Supplied material:
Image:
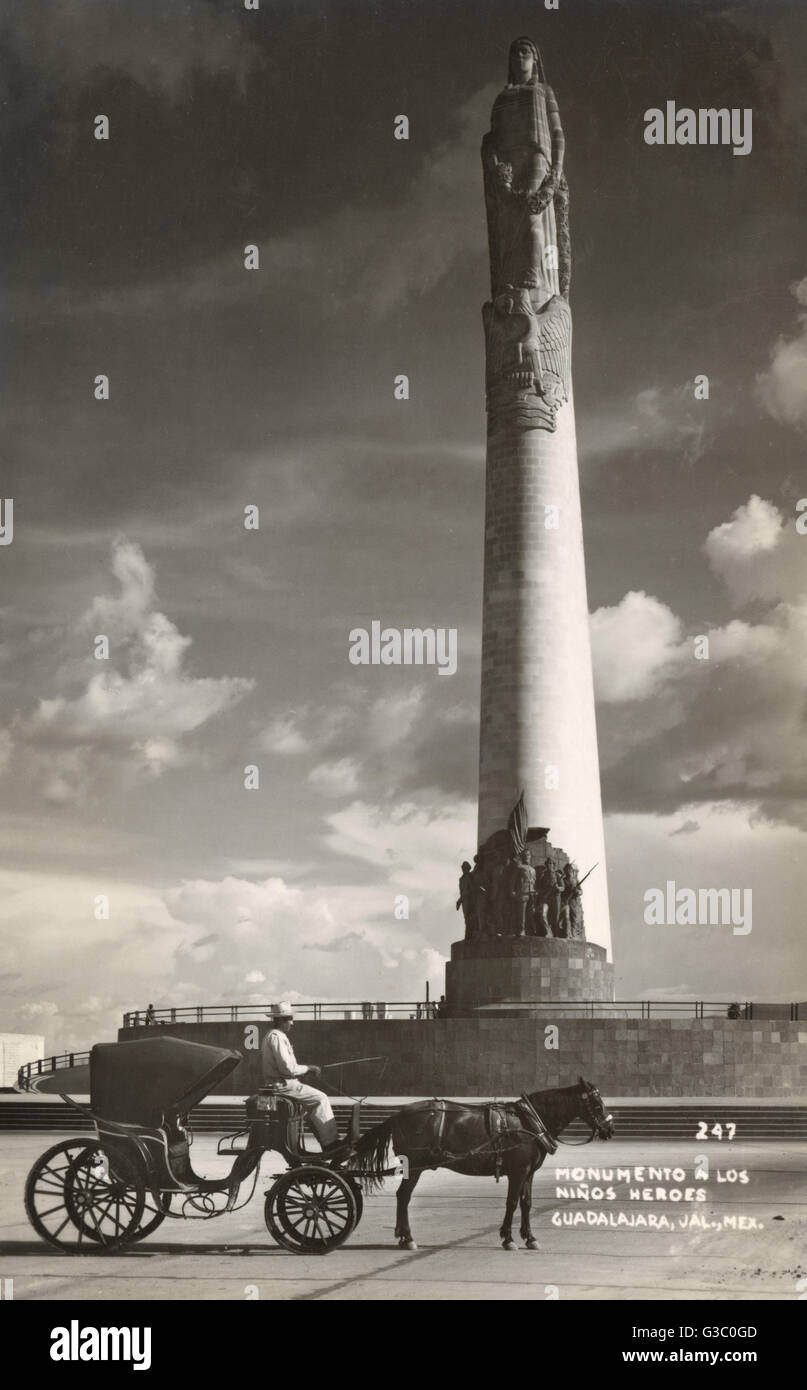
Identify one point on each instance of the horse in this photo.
(481, 1141)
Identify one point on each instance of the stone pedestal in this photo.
(516, 970)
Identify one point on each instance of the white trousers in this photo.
(317, 1108)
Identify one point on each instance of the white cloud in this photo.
(142, 702)
(782, 388)
(284, 736)
(157, 45)
(654, 417)
(634, 644)
(759, 555)
(674, 729)
(338, 779)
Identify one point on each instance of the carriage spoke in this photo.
(50, 1209)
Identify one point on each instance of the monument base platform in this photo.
(516, 970)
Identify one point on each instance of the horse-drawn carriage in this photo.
(103, 1193)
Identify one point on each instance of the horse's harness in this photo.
(506, 1125)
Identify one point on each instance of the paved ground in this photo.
(456, 1222)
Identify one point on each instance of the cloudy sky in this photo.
(272, 388)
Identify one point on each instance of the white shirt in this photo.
(278, 1058)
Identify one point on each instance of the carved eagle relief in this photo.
(529, 357)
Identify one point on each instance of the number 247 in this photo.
(716, 1132)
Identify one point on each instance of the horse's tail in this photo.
(371, 1155)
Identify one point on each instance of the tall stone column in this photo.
(538, 752)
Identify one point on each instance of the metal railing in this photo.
(260, 1012)
(365, 1009)
(616, 1009)
(46, 1065)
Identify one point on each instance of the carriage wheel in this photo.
(84, 1200)
(311, 1209)
(152, 1218)
(359, 1194)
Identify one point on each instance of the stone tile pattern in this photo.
(536, 694)
(527, 968)
(504, 1057)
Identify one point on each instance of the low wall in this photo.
(504, 1057)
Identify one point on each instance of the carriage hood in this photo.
(147, 1079)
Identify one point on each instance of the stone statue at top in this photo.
(528, 323)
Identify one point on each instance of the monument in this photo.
(527, 936)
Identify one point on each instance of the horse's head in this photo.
(593, 1111)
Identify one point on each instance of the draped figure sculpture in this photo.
(528, 321)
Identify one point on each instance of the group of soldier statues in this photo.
(507, 897)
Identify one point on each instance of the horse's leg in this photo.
(402, 1226)
(514, 1184)
(527, 1204)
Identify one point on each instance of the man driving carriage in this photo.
(281, 1070)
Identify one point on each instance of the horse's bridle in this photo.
(591, 1118)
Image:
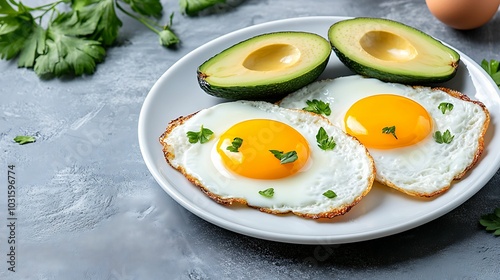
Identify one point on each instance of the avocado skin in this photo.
(367, 71)
(393, 77)
(273, 91)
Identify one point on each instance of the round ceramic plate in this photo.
(382, 212)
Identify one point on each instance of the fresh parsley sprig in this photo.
(492, 67)
(318, 107)
(443, 138)
(445, 107)
(491, 221)
(285, 158)
(324, 141)
(202, 136)
(75, 34)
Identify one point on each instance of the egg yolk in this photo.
(253, 158)
(387, 121)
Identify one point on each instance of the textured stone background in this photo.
(89, 209)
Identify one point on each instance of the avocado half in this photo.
(266, 66)
(391, 51)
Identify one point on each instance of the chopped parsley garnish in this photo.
(285, 157)
(330, 194)
(318, 107)
(267, 192)
(445, 137)
(390, 130)
(445, 106)
(491, 221)
(492, 67)
(324, 142)
(236, 144)
(203, 136)
(21, 140)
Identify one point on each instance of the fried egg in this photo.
(401, 126)
(268, 157)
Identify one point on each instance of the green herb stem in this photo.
(140, 19)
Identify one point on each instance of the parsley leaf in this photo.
(390, 130)
(324, 142)
(21, 139)
(167, 36)
(491, 221)
(267, 192)
(203, 136)
(97, 19)
(445, 137)
(330, 194)
(285, 157)
(445, 106)
(15, 28)
(68, 54)
(193, 7)
(492, 67)
(236, 144)
(317, 106)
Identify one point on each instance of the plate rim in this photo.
(289, 238)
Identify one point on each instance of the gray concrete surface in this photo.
(88, 208)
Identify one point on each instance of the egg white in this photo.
(426, 168)
(348, 169)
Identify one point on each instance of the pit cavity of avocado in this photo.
(387, 46)
(272, 58)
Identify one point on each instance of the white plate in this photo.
(382, 212)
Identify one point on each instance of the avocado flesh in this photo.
(392, 52)
(267, 66)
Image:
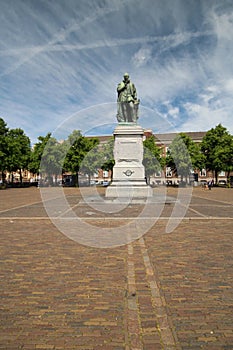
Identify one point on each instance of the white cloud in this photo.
(57, 59)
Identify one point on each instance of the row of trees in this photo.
(81, 154)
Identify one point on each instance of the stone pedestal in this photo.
(128, 171)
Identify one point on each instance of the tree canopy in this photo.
(217, 148)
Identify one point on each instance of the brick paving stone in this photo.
(169, 291)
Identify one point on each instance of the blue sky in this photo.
(61, 60)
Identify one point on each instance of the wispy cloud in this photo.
(58, 60)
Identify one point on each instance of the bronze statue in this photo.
(127, 102)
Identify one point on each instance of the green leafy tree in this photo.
(152, 157)
(107, 156)
(52, 159)
(183, 156)
(217, 148)
(3, 148)
(92, 159)
(36, 154)
(79, 146)
(19, 151)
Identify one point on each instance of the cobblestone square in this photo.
(161, 291)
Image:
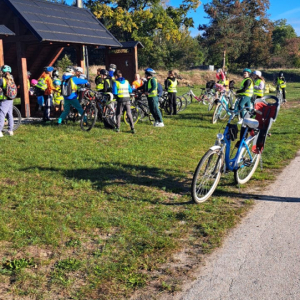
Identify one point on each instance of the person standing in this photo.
(122, 90)
(71, 83)
(246, 92)
(46, 78)
(259, 85)
(171, 87)
(281, 83)
(150, 88)
(6, 104)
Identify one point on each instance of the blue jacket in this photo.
(77, 81)
(122, 80)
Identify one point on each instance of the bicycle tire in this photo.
(134, 113)
(17, 120)
(216, 114)
(89, 117)
(244, 173)
(206, 181)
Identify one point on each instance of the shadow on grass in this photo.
(125, 174)
(257, 197)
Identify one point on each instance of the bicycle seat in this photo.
(251, 123)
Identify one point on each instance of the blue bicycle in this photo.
(217, 159)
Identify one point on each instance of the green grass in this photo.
(92, 215)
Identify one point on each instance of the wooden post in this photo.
(79, 54)
(1, 53)
(22, 73)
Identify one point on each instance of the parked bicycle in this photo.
(218, 159)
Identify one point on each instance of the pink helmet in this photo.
(34, 82)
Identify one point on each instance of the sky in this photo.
(279, 9)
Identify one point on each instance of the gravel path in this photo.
(260, 259)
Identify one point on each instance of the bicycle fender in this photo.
(216, 147)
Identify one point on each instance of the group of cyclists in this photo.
(251, 88)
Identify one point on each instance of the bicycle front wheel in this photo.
(216, 114)
(17, 120)
(89, 117)
(134, 113)
(246, 167)
(207, 175)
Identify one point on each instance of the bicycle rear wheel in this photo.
(89, 117)
(17, 120)
(246, 167)
(134, 113)
(207, 175)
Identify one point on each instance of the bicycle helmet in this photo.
(247, 70)
(69, 69)
(258, 73)
(34, 82)
(78, 69)
(149, 72)
(6, 69)
(57, 82)
(104, 72)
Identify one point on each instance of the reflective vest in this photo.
(281, 83)
(100, 85)
(154, 92)
(57, 97)
(257, 92)
(42, 85)
(172, 86)
(249, 91)
(123, 89)
(4, 85)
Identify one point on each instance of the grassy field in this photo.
(96, 215)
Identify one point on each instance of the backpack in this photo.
(11, 90)
(66, 87)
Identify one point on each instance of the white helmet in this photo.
(258, 73)
(78, 69)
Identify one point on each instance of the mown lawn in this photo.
(92, 215)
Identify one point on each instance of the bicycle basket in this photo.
(233, 131)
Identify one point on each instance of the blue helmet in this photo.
(149, 71)
(6, 68)
(57, 82)
(48, 69)
(247, 70)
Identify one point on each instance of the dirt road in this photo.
(260, 259)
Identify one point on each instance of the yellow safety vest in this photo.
(281, 83)
(57, 97)
(123, 90)
(2, 94)
(249, 92)
(154, 92)
(257, 92)
(172, 86)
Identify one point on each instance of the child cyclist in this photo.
(72, 99)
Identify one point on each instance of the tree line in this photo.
(240, 30)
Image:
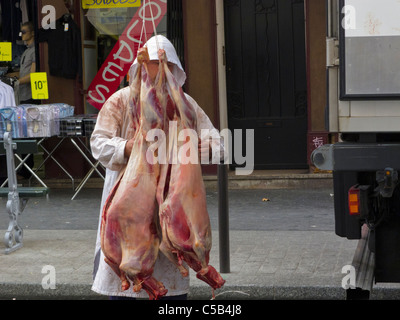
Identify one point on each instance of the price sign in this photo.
(101, 4)
(39, 86)
(5, 51)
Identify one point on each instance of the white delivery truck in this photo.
(363, 108)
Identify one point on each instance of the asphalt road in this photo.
(286, 210)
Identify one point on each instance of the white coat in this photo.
(113, 129)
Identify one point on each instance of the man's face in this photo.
(27, 35)
(153, 67)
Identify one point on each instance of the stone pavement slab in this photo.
(264, 265)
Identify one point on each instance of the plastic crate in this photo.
(71, 127)
(89, 122)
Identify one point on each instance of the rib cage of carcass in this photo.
(157, 206)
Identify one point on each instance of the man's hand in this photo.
(205, 151)
(128, 148)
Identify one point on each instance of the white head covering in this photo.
(172, 57)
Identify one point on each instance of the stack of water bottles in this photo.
(33, 121)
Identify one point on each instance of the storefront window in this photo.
(114, 40)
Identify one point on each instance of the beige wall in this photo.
(316, 63)
(60, 89)
(200, 55)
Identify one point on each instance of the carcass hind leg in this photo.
(124, 281)
(173, 258)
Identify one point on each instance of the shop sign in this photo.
(99, 4)
(5, 51)
(39, 86)
(123, 54)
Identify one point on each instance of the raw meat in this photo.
(129, 237)
(184, 220)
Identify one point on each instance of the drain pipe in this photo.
(223, 203)
(364, 265)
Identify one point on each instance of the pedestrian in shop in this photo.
(27, 66)
(111, 144)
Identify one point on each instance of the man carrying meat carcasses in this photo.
(111, 144)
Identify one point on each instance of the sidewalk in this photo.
(264, 264)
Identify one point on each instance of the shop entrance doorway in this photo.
(266, 79)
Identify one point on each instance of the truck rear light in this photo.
(354, 201)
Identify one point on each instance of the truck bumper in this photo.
(357, 157)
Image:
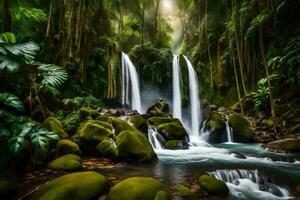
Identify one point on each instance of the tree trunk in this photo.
(6, 17)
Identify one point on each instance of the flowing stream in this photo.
(259, 174)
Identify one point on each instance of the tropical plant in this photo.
(16, 129)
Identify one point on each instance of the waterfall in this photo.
(229, 134)
(196, 115)
(153, 138)
(177, 113)
(129, 73)
(251, 184)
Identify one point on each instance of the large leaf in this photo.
(12, 101)
(53, 76)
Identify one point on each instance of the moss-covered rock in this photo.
(138, 122)
(176, 144)
(64, 147)
(88, 112)
(173, 131)
(213, 186)
(55, 125)
(136, 188)
(121, 125)
(107, 148)
(242, 131)
(285, 145)
(67, 162)
(161, 108)
(134, 146)
(156, 121)
(186, 193)
(91, 133)
(72, 122)
(162, 195)
(75, 186)
(8, 186)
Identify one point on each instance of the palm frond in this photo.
(53, 76)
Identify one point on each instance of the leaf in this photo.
(12, 101)
(53, 76)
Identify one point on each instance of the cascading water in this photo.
(250, 184)
(229, 134)
(177, 113)
(129, 73)
(196, 115)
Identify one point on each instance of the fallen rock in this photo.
(75, 186)
(137, 188)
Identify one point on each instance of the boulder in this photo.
(75, 186)
(161, 108)
(66, 146)
(136, 188)
(285, 145)
(138, 122)
(186, 193)
(91, 133)
(67, 162)
(213, 186)
(242, 131)
(176, 144)
(55, 125)
(216, 127)
(107, 148)
(8, 186)
(173, 131)
(134, 146)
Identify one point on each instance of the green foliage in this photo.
(14, 54)
(262, 94)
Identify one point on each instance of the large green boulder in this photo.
(138, 122)
(90, 133)
(216, 127)
(66, 146)
(134, 146)
(75, 186)
(213, 186)
(107, 148)
(156, 121)
(8, 186)
(285, 145)
(136, 188)
(242, 131)
(55, 125)
(67, 162)
(121, 125)
(173, 131)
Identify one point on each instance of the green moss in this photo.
(212, 185)
(138, 122)
(120, 125)
(75, 186)
(186, 193)
(72, 122)
(88, 112)
(55, 125)
(162, 195)
(64, 147)
(241, 128)
(156, 121)
(91, 133)
(136, 188)
(133, 145)
(173, 131)
(107, 148)
(66, 162)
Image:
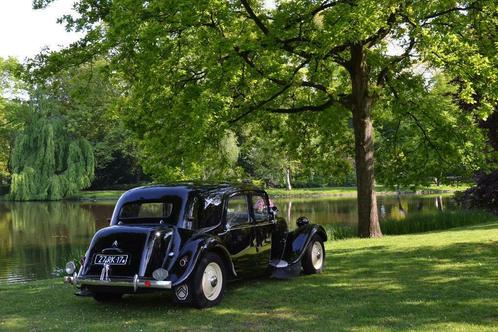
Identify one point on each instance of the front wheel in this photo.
(206, 285)
(314, 257)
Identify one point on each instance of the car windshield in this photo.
(165, 210)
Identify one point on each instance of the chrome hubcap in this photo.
(317, 255)
(212, 281)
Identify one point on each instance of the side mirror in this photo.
(302, 221)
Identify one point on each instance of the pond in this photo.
(38, 238)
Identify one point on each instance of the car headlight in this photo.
(70, 267)
(160, 274)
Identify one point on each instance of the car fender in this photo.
(298, 240)
(192, 251)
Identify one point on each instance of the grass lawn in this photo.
(434, 281)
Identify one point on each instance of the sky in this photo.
(24, 32)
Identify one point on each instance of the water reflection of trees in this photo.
(37, 237)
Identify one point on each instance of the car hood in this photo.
(144, 246)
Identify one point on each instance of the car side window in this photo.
(237, 210)
(260, 208)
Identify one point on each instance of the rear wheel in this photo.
(107, 297)
(314, 257)
(206, 285)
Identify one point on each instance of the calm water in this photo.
(37, 239)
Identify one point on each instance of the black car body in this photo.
(192, 239)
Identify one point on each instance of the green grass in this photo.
(434, 281)
(435, 220)
(418, 223)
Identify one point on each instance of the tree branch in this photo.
(254, 17)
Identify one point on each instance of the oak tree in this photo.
(197, 67)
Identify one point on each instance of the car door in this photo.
(263, 227)
(239, 237)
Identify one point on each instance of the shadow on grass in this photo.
(425, 288)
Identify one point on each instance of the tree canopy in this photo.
(195, 69)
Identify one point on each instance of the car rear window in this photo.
(165, 211)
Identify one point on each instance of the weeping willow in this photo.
(47, 163)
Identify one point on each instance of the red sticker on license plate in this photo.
(111, 259)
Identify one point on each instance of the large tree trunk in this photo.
(287, 179)
(368, 219)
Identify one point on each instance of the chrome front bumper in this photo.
(136, 283)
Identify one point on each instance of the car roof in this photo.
(183, 189)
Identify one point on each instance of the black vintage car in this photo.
(193, 239)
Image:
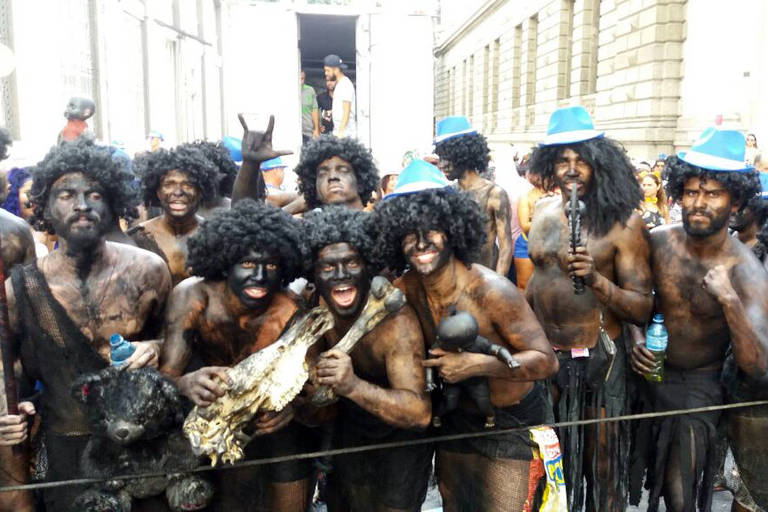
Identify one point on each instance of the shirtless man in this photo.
(179, 180)
(335, 171)
(64, 307)
(438, 233)
(237, 306)
(613, 262)
(381, 382)
(713, 294)
(463, 156)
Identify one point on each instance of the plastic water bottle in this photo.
(656, 339)
(120, 350)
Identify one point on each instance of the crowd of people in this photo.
(218, 263)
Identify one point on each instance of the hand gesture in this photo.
(581, 264)
(718, 284)
(334, 369)
(205, 385)
(453, 366)
(257, 146)
(13, 427)
(144, 355)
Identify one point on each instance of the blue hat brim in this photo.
(558, 139)
(713, 163)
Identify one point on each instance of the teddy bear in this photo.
(135, 417)
(457, 332)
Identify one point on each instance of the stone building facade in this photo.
(653, 73)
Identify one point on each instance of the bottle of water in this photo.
(656, 339)
(120, 350)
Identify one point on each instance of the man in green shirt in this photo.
(310, 124)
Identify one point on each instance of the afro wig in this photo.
(97, 163)
(5, 141)
(340, 224)
(219, 155)
(328, 146)
(613, 193)
(187, 158)
(449, 210)
(230, 235)
(465, 152)
(742, 186)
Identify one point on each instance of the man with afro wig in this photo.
(180, 181)
(234, 306)
(381, 381)
(713, 294)
(464, 157)
(437, 231)
(64, 307)
(585, 329)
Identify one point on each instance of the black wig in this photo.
(613, 193)
(742, 186)
(229, 235)
(97, 163)
(328, 146)
(465, 152)
(5, 141)
(187, 158)
(336, 224)
(219, 155)
(449, 210)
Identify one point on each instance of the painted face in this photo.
(650, 188)
(255, 279)
(448, 169)
(342, 278)
(336, 181)
(706, 207)
(572, 171)
(78, 211)
(426, 251)
(179, 196)
(25, 206)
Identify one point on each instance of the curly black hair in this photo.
(465, 152)
(449, 210)
(97, 163)
(742, 186)
(347, 148)
(5, 141)
(189, 158)
(219, 155)
(228, 236)
(339, 224)
(613, 193)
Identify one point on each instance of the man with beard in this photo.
(64, 307)
(179, 181)
(437, 231)
(335, 171)
(380, 382)
(464, 156)
(713, 294)
(612, 261)
(235, 308)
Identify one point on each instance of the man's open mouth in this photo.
(344, 295)
(255, 292)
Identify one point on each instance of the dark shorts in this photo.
(516, 445)
(394, 477)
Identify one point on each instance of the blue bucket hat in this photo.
(234, 146)
(568, 125)
(718, 150)
(452, 126)
(275, 163)
(418, 176)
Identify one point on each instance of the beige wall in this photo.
(652, 72)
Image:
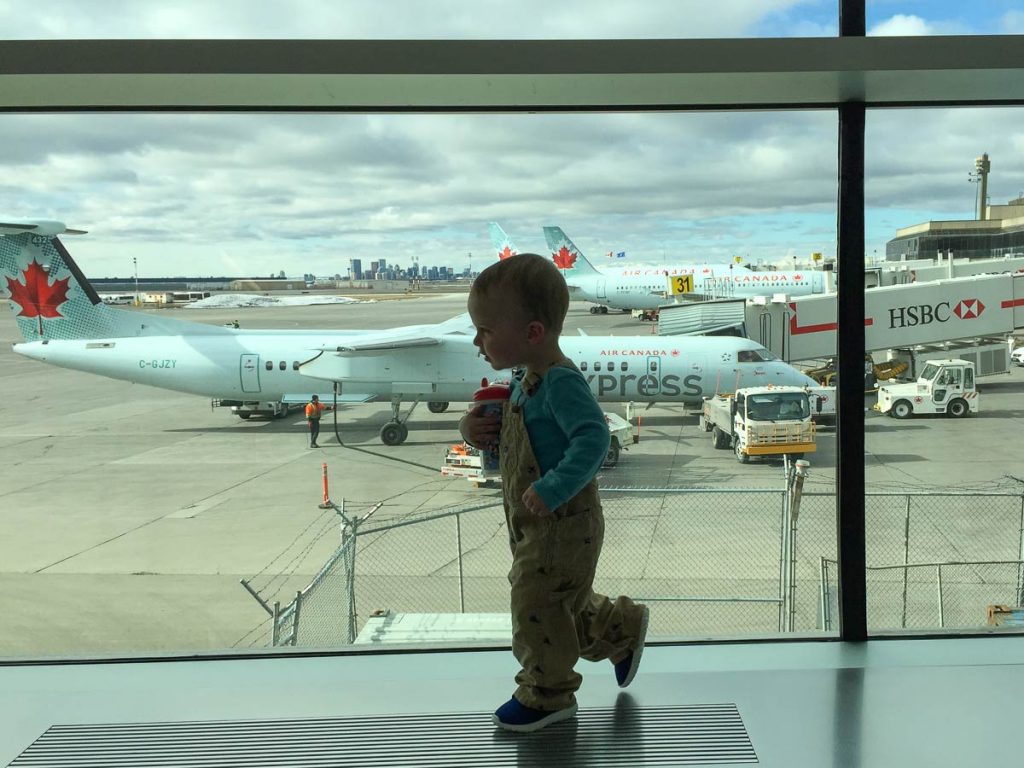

Set exercise:
Return the rows word for word from the first line up to and including the line with "(103, 1193)", leaving out the pictures.

Final result:
Image:
Identify one point on each instance of the horse in this photo.
(481, 1141)
Identify one point on each instance of the stone pedestal in this photo.
(516, 970)
Identify one point on each instance of the white trousers in this photo.
(317, 1108)
Identify one point on each instance of the white cloud in this photo.
(142, 702)
(782, 388)
(284, 736)
(157, 45)
(654, 417)
(634, 644)
(759, 555)
(674, 729)
(338, 779)
Identify one point on each instance of the carriage spoke in this photo.
(50, 1209)
Identify one point on each instance of the monument base platform in this photo.
(516, 970)
Identify one point on each instance of the horse-drawn carriage in this photo.
(103, 1193)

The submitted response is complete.